_GIVEN TEXT_:
Look out. Rather, look ahead to 2023 tax bracket changes. Because looking ahead is the best way to prepare a solid tax strategy. Ask anyone who has ever been behind on taxes or any other crucial task.


Getting ahead of the game is key.



That’s why we’re looking at the 2023 tax brackets now. Long before you will file 2023’s taxes in 2024. We want to arm you with information to prepare now.


So here are 14 things you need to know about tax changes on the way in 2023.


1. Most of the tax changes are due to inflation. You may have seen a headline or two about the “I Word.” The process the IRS uses to calculate inflation is complex and questionable to many. And since we can’t change how the government calculates these matters, we will move on.



2. The highest 2023 tax bracket is still 37%. In 2022, income (unmarried filers) over $539,900 ($647,850 for married couples filing jointly) was taxed at 37%. For 2023, those numbers go up to $578,125 ($693,750 for married couples filing jointly). That jump could keep some people from having to pay the highest tax possible.

_EXTRACTED RECORDS_:
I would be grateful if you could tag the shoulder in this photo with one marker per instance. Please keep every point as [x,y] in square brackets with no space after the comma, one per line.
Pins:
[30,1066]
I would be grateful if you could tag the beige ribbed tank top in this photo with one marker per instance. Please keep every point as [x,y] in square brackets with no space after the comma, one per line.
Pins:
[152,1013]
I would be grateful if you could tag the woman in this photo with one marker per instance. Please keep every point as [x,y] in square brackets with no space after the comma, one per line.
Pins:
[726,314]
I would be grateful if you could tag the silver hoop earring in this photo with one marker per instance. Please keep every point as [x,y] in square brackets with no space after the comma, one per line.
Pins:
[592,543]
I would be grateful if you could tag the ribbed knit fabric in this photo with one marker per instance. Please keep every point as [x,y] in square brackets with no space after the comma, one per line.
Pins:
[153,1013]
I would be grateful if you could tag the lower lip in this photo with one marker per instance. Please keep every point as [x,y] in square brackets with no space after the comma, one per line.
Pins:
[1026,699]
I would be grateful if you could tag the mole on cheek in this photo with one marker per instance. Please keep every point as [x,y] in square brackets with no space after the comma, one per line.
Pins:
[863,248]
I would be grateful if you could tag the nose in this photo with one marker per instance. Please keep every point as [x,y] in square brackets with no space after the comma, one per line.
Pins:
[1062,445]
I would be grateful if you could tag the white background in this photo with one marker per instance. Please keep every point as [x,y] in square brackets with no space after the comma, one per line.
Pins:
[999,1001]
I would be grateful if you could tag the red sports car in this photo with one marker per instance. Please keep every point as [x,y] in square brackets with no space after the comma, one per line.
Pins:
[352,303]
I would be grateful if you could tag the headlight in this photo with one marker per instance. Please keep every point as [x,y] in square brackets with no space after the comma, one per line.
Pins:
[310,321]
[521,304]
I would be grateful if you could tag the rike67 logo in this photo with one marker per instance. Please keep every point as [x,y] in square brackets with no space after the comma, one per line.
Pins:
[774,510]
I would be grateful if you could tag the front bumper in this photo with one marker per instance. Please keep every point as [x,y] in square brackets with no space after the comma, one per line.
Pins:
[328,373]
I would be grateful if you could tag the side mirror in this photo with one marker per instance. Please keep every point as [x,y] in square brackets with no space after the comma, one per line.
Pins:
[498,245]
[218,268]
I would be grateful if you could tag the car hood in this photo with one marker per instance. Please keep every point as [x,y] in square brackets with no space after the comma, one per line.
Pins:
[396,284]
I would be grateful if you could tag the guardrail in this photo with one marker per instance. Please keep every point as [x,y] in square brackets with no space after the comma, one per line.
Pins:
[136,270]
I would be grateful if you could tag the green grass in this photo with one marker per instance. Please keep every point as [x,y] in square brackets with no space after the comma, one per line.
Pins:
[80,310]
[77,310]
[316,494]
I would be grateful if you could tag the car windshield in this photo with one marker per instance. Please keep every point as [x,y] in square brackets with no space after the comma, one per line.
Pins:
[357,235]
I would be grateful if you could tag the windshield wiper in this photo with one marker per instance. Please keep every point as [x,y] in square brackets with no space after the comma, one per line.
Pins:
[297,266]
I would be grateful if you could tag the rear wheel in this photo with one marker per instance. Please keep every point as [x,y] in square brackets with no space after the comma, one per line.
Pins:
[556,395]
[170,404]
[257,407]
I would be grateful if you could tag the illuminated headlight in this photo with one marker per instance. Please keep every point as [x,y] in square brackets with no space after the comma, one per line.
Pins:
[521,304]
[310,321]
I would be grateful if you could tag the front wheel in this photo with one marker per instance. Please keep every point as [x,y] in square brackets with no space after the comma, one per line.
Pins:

_WHAT TO PRODUCE_: Extend the article on 2023 tax bracket changes, picking up right after its final sentence.

_ANSWER_:
3. There’s a significant difference in the income limits for the highest tax bracket and the next highest bracket of 35%. In 2023, the limit will be $231,250 ($462,500 for married couples filing jointly). Individuals would have to more than double their income to go from the 35% club to the 37% club.


4. The lowest 2023 tax bracket will remain at 10% in 2023 for incomes of $11,000 or less ($22,000 for married couples filing jointly). The limits in 2022 were lower → $10,275 or less ($20,550 for married couples filing jointly).


5. Info on long-term care changes for 2023. For the Qualified Long-Term Care Insurance Contract or Life Insurance Contract Per Diem Limitation, benefits move up to $420 a day ($390 in 2022).



6. $13,850 will be the new standard deduction for single filers in the 2023 tax year. $27,700 for married couples who file jointly. People use the standard deduction if they don’t have enough expenses to itemize deductions. *Also, the standard deduction is higher for those aged 65+ or people who are blind.


7. The standard deduction will be $20,800 for heads of household filers in tax year 2023, a $1,400 jump from 2022. Be sure you meet the various requirements to file as head of household. IRS rules are prickly.


8. The federal estate tax won’t kick in on an estate’s first $12.92 million in value. An increase of nearly $1 million from 2022 due to inflation. But if you live in one of these 17 states, you may still face state inheritance / estate taxes.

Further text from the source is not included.